BEGIN MATERIAL PROVIDED
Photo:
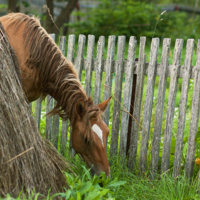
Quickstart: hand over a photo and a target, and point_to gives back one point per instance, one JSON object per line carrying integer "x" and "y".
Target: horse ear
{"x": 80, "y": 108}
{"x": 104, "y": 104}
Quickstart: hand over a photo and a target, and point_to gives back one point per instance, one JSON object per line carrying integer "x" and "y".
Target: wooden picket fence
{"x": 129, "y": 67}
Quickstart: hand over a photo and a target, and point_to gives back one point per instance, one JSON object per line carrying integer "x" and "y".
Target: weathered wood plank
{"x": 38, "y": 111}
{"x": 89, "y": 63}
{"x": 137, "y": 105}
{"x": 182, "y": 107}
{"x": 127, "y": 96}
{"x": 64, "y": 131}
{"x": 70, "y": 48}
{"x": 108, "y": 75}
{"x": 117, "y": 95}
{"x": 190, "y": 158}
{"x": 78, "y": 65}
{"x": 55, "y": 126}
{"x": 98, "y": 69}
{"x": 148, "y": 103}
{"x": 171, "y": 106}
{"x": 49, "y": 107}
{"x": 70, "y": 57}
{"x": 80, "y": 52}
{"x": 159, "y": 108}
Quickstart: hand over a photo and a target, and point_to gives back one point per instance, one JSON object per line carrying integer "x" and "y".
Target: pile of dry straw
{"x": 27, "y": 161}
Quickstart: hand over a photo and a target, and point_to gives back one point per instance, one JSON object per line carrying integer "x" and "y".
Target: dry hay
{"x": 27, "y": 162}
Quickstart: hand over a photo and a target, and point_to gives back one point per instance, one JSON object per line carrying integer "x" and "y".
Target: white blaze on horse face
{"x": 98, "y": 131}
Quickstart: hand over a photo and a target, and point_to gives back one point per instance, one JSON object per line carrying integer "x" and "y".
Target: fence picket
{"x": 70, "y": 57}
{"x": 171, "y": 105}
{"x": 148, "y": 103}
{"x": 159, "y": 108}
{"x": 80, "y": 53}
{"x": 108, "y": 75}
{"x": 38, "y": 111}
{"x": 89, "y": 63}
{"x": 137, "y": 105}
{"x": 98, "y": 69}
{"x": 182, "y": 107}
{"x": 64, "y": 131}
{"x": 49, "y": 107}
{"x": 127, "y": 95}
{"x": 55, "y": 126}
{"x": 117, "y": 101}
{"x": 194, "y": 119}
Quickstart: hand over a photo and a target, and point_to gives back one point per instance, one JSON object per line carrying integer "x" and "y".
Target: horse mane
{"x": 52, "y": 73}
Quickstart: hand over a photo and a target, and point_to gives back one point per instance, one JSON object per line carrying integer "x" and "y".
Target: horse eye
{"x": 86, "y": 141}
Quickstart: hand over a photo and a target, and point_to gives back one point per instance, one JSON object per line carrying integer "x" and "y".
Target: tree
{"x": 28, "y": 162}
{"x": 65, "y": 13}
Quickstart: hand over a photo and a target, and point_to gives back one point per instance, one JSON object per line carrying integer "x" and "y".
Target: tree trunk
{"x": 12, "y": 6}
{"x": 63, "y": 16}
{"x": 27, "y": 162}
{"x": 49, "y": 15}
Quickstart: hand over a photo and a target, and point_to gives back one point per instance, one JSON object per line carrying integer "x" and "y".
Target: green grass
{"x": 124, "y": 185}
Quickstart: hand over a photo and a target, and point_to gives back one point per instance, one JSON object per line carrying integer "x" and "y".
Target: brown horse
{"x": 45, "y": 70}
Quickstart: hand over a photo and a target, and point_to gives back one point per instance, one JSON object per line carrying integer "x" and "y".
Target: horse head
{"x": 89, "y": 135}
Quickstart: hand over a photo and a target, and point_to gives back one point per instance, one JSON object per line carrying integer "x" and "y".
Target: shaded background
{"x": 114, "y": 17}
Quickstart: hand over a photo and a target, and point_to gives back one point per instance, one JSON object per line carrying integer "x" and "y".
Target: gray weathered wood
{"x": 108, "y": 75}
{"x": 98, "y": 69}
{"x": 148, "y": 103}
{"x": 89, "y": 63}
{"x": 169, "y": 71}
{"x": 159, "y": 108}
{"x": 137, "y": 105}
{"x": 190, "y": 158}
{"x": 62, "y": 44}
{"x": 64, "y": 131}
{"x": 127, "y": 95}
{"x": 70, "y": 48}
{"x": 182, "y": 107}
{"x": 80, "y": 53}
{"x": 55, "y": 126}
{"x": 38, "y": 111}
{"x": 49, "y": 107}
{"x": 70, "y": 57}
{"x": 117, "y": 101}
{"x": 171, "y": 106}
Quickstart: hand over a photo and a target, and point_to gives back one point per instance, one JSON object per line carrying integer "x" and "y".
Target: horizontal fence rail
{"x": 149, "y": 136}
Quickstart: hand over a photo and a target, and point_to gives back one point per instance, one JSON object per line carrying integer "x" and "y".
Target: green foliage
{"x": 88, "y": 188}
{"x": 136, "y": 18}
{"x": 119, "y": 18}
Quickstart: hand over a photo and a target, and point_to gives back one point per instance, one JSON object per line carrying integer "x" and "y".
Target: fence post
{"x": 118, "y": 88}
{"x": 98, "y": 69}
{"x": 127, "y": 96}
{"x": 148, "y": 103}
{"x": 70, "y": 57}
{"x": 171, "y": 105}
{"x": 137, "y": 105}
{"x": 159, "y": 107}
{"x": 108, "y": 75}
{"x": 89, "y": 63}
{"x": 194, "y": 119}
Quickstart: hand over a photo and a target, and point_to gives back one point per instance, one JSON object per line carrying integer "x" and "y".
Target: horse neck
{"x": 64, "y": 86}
END MATERIAL PROVIDED
BEGIN MATERIAL PROVIDED
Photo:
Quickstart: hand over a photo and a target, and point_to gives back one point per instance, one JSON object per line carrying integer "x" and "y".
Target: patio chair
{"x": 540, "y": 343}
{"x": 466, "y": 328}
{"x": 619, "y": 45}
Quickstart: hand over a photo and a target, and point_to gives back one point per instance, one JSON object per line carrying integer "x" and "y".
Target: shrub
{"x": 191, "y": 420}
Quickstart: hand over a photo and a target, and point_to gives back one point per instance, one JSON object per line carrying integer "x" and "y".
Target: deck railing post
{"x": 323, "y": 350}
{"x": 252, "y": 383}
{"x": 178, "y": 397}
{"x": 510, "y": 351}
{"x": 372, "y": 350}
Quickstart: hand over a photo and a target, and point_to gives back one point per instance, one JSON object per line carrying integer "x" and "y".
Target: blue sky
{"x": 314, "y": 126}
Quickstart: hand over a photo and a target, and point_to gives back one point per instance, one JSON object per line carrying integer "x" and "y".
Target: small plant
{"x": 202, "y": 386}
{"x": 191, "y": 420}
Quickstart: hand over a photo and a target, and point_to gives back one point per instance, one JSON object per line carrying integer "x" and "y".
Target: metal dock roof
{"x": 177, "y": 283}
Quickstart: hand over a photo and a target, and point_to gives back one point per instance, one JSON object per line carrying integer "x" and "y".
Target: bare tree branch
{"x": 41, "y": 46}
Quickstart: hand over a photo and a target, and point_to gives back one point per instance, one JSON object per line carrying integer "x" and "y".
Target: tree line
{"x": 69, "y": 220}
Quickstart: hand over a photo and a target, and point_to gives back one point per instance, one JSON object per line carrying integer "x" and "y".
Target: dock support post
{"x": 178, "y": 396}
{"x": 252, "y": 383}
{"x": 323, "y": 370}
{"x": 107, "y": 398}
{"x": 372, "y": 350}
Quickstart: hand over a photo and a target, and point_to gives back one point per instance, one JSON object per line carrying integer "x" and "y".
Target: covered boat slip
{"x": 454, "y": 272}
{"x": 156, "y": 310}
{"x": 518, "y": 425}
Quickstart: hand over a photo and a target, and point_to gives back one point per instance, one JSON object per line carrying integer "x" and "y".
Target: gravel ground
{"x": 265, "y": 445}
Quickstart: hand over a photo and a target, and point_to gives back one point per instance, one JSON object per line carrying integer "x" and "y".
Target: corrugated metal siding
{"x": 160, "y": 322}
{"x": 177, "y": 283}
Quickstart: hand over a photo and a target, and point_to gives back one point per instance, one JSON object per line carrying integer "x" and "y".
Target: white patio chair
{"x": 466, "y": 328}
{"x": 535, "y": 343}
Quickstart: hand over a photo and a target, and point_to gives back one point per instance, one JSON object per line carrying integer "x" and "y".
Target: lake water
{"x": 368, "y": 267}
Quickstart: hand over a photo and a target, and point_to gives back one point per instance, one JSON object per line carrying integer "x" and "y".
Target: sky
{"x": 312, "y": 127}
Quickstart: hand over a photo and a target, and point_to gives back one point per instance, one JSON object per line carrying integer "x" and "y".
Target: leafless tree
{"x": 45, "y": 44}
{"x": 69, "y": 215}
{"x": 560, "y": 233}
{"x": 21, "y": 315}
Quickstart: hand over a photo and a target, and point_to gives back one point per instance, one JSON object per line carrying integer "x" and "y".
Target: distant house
END MATERIAL PROVIDED
BEGIN MATERIAL PROVIDED
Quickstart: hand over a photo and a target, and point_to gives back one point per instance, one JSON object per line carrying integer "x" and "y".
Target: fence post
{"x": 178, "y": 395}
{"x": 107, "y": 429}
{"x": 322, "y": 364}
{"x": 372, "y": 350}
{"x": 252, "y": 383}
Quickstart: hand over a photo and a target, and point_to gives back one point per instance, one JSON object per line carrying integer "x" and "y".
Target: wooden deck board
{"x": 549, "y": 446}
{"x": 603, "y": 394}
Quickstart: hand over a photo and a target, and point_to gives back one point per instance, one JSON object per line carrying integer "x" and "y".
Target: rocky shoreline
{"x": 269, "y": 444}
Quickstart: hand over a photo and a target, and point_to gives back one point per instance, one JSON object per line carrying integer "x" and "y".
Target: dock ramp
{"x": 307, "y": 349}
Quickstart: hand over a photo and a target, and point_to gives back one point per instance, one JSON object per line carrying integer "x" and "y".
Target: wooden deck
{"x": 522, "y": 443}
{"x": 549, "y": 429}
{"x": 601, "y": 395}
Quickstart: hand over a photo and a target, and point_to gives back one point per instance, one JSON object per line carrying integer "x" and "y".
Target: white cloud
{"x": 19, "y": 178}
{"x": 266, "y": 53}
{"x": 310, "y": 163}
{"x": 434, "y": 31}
END MATERIAL PROVIDED
* _STATED TASK_
Identify every line in the three blocks of records above that contains the word "post", and copy each one. Case counts.

* _CORRECT OUTPUT_
Target: fence post
Target: deck railing post
Target: dock support post
Target: fence post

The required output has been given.